(Extract provided)
Career Woman

Gender discrimination: women are still combatting the workplace problem


Workplaces have for decades been rife with gender discrimination. Although some of us like to believe that gender is no longer a barrier, is that really the case?

According to Pew Research Center survey data, roughly 42% of women have faced gender discrimination at work. But in recent years, women’s rights have been taken more seriously than ever, and plenty of new initiatives are focused on feminism and raising awareness about equality.

While some of the biggest gender discrimination changes have involved female employment, roles are still routinely dictated by gender and societal expectations, and many disparities remain. For example, nursing jobs are traditionally filled by women, while some men tend to believe women aren’t capable of physical construction work. Although some of us like to believe that gender is no longer a barrier, is that really the case?

Tech is a traditionally male-dominated industry, but eight in ten tech companies are taking steps to reduce gender bias in the workplace, including major players like PayPal, GoDaddy, and Dell. In fact, many people believe that the notion of male- and female-dominated industries are slowly becoming outdated altogether, allowing more people to work in whichever sector they thrive in, regardless of gender.

(Problem statement) Repeat the gender discrimination article word for word, in full.

(Data extract)
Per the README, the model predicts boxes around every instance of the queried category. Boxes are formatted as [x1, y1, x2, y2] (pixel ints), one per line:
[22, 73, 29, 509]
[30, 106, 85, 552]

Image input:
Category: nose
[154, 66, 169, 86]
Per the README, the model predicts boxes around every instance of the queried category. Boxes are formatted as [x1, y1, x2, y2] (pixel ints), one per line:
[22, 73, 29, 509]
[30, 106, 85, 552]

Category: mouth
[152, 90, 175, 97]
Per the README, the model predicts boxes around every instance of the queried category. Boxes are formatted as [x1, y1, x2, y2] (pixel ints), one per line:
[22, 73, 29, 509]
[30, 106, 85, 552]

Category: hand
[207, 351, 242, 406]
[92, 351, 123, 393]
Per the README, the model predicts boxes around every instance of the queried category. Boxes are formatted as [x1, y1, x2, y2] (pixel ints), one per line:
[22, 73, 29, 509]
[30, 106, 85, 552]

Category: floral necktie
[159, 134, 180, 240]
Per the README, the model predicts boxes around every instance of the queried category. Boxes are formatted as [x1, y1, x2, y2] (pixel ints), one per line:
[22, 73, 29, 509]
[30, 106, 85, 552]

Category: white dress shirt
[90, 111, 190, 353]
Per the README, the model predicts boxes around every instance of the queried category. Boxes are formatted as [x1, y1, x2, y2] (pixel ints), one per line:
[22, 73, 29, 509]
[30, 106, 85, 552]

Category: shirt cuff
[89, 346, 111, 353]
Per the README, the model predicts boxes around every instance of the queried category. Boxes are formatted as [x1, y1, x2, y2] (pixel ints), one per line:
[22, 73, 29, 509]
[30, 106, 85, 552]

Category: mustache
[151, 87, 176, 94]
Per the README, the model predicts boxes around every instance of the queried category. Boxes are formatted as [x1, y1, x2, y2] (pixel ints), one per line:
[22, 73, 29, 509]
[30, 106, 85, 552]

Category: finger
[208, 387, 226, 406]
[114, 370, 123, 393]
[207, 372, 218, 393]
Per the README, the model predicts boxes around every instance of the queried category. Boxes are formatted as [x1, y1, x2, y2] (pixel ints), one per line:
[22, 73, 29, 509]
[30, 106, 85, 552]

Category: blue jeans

(Full response)
Career Woman

Gender discrimination: women are still combatting the workplace problem


Workplaces have for decades been rife with gender discrimination. Although some of us like to believe that gender is no longer a barrier, is that really the case?

According to Pew Research Center survey data, roughly 42% of women have faced gender discrimination at work. But in recent years, women’s rights have been taken more seriously than ever, and plenty of new initiatives are focused on feminism and raising awareness about equality.

While some of the biggest gender discrimination changes have involved female employment, roles are still routinely dictated by gender and societal expectations, and many disparities remain. For example, nursing jobs are traditionally filled by women, while some men tend to believe women aren’t capable of physical construction work. Although some of us like to believe that gender is no longer a barrier, is that really the case?

Tech is a traditionally male-dominated industry, but eight in ten tech companies are taking steps to reduce gender bias in the workplace, including major players like PayPal, GoDaddy, and Dell. In fact, many people believe that the notion of male- and female-dominated industries are slowly becoming outdated altogether, allowing more people to work in whichever sector they thrive in, regardless of gender.